**What is being asked:**
Please transcribe the listing below word for word, leaving out the pictures.

**Saved entries:**
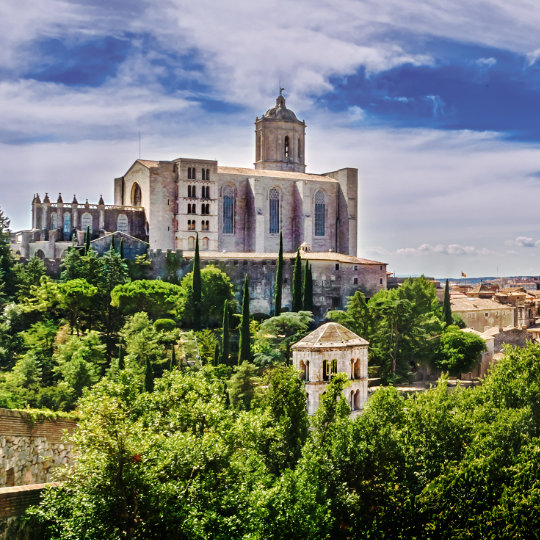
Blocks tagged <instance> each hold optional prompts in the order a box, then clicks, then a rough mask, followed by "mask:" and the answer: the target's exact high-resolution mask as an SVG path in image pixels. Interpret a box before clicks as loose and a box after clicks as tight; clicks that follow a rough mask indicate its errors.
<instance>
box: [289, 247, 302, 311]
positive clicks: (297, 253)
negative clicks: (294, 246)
mask: <svg viewBox="0 0 540 540" xmlns="http://www.w3.org/2000/svg"><path fill="white" fill-rule="evenodd" d="M291 297H292V307H291V311H295V312H296V311H301V310H302V259H301V258H300V250H299V249H297V250H296V259H295V260H294V269H293V280H292V291H291Z"/></svg>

**Solution to this problem:**
Blocks tagged <instance> each hold optional prompts in the order a box, then clicks, then a rough mask, followed by "mask:" and the answer: the target's exact high-resolution mask as an SVG path in image pixels. Interpret a box before clicks as loose and a box after clicks as tight; clicks that follow a rough mask indicate its errors.
<instance>
box: [289, 247, 302, 311]
positive clicks: (297, 253)
negative clicks: (294, 246)
mask: <svg viewBox="0 0 540 540" xmlns="http://www.w3.org/2000/svg"><path fill="white" fill-rule="evenodd" d="M291 297H292V307H291V311H295V312H296V311H301V310H302V259H301V258H300V250H299V249H297V250H296V259H295V260H294V269H293V280H292V291H291Z"/></svg>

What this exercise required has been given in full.